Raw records
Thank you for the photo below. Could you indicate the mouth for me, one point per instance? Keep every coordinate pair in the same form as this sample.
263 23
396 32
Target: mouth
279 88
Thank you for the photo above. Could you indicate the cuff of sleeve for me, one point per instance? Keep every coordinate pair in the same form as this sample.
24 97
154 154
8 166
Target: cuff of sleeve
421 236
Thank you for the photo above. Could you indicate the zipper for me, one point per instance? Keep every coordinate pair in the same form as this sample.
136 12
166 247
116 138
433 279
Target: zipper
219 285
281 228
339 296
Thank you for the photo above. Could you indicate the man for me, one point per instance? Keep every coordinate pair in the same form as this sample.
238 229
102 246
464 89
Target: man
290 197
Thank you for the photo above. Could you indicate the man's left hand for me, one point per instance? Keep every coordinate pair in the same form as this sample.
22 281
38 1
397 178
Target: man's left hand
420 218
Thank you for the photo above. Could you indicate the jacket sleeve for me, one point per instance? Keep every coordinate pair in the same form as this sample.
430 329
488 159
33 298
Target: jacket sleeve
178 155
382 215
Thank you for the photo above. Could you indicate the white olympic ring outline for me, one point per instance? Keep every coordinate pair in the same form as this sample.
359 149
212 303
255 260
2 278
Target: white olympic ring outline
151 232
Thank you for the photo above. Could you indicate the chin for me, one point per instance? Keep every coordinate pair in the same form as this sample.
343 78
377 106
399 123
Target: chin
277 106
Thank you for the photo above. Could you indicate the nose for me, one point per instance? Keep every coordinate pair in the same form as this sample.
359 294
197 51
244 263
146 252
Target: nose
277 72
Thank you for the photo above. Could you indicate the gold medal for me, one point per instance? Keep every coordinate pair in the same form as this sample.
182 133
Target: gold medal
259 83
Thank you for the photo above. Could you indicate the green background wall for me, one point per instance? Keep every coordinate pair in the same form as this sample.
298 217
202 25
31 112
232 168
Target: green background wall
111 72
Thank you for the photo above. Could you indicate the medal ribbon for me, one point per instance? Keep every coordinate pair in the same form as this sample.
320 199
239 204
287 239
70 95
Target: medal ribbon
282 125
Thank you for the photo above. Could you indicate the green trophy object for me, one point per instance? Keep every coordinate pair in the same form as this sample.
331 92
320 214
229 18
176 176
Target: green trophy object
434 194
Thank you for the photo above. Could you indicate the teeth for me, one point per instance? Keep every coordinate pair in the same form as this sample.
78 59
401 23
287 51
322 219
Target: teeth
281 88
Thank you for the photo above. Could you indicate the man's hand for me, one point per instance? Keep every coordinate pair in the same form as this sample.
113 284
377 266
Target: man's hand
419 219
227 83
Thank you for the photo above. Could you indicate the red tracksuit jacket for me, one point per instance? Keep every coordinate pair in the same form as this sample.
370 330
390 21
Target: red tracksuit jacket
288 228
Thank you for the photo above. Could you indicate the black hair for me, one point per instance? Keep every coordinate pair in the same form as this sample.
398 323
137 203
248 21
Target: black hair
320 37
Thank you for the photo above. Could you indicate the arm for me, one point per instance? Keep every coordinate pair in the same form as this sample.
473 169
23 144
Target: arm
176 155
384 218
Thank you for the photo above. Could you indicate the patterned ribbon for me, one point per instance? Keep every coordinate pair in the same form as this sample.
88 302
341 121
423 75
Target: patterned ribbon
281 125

PROMPT — Reproduce the items as a numbered list, beginning with the line that contains "Thank you for the photo above. Could you indicate the red" and continuing through the final line of the items, with both ends included and blank lines omitted.

ANSWER FOR THIS EXERCISE —
1. Thank you for the photo above. Could you indicate the red tracksuit jacket for me, one point per instance? Keep every coordinate pair in the same form as this sample.
2. 370 330
3. 390 21
4. Target: red tracksuit jacket
5. 288 228
6. Thank you for the photo above. Could you indicate the black hair for me, one point per instance? Keep every coordinate pair in the same form as this sample.
7. 398 323
8. 137 203
9. 248 21
10. Target: black hair
11. 320 37
12. Thank you for the photo above. Could you indicate the arm for me, one point per instance? Keep every coordinate pair in the same form as this sample.
13. 473 169
14. 23 144
15. Target: arm
16. 176 155
17. 384 218
18. Thank you for the photo above. Could you indicate the patterned ribbon for me, one point per instance? Keep every coordinate pair in the same form as this sample.
19. 88 302
20. 341 121
21. 423 75
22. Target: patterned ribbon
23. 281 125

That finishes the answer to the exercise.